◆ **PROVIDED PASSAGE**
+===+
What is your favourite time of day to write?

The morning, because I get lazier as the day goes on. I loathe writing in the evening, probably because it reminds me of when I was a lawyer in the City, and was always working late.

And favourite place?

Two places. First, my study, where I'm surrounded by Stone Age and hunter-gatherer artefacts picked up on research trips: antlers, arrowheads, reindeer hides, photos of the wolves I've got to know. Secondly, my bedroom, which overlooks my back garden. When I'm stuck, I can watch the everyday dramas of squirrels, magpies, and an extremely territorial robin; and I like the simplicity of just having a small table, chair, pen and paper. It's back-to-basics writing.

Longhand of word processor?

Longhand to begin with, but as my writing's so bad, I try to type it up on the same day on my elderly computer; otherwise I might not be able to read it. After that, I re-write on the computer. For months.

Which fictional character would you most like to have met?

This may sound a bit precious, but I wouldn't want to meet any of them. The author and journalist Nicolette Jones wrote recently about "word people", that is, characters who exist in the minds of the reader, as opposed to those in films or on television. I prefer to keep my word people as they are. Thus I've got lots of favourite characters - Ivan Karamazov in The Brothers Karamazov; Odysseus in The Odyssey; Aragorn in The Lord of the Rings; the Muskrat in Finn Family Moomintroll - but meet them? No. I prefer them in the story, which, by definition, doesn't include me.
+===+
◆ **ASSIGNED TASK 1**
In the interview, why does the writer dislike writing in the evening?
◆ **ASSIGNED TASK 2**
Reproduce word for word the part of the interview that begins at the words "The morning, because" and ends after the words "always working late.".
The entries that follow stand apart from the interview and are separate material.

◆ **DATA EXTRACTS**
+===+
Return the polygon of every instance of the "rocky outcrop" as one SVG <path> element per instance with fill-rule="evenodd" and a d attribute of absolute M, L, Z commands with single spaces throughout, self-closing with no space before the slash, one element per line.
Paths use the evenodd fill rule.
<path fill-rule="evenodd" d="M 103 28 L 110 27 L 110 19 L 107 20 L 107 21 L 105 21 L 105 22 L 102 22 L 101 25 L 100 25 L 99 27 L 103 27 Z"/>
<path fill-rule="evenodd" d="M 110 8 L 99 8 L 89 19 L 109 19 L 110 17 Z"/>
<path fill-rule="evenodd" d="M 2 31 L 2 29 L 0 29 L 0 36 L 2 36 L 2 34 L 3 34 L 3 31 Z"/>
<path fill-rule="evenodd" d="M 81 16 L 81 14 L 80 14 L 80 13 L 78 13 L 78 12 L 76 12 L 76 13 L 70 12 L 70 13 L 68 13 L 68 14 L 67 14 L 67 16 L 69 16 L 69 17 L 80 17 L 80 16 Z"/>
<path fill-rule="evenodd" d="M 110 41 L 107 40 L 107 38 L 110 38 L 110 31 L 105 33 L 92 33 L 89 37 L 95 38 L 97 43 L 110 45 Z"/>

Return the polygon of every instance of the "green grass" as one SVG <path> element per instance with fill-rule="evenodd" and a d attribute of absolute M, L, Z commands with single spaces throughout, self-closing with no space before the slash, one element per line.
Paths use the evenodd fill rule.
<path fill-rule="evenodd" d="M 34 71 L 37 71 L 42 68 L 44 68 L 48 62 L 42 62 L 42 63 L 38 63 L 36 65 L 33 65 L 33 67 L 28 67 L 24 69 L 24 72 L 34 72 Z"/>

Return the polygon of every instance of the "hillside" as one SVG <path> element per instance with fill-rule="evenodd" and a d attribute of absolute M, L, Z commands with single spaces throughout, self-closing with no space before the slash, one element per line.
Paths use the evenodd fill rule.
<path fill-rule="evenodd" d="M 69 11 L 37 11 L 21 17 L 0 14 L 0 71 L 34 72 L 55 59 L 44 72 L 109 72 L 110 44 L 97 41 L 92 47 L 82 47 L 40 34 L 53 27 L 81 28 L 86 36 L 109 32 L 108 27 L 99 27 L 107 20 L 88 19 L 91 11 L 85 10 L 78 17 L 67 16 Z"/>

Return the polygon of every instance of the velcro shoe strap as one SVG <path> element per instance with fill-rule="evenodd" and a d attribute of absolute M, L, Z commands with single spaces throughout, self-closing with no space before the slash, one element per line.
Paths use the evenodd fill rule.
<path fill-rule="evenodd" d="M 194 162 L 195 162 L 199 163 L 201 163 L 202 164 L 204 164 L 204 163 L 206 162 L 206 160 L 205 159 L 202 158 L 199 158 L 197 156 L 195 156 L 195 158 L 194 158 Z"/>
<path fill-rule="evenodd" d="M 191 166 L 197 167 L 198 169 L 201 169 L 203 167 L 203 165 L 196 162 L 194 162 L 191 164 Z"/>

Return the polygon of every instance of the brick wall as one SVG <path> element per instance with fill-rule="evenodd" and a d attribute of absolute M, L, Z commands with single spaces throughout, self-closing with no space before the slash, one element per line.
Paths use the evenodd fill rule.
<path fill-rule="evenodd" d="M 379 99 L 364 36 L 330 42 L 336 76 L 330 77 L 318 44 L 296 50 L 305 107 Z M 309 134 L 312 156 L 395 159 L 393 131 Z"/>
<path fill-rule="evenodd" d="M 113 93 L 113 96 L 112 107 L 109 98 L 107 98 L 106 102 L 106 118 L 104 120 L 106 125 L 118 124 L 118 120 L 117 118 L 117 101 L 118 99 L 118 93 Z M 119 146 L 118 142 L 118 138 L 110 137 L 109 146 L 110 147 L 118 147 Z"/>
+===+
◆ **ANSWER SPACE 1**
It reminds the writer of working late as a lawyer in the City.

◆ **ANSWER SPACE 2**
The morning, because I get lazier as the day goes on. I loathe writing in the evening, probably because it reminds me of when I was a lawyer in the City, and was always working late.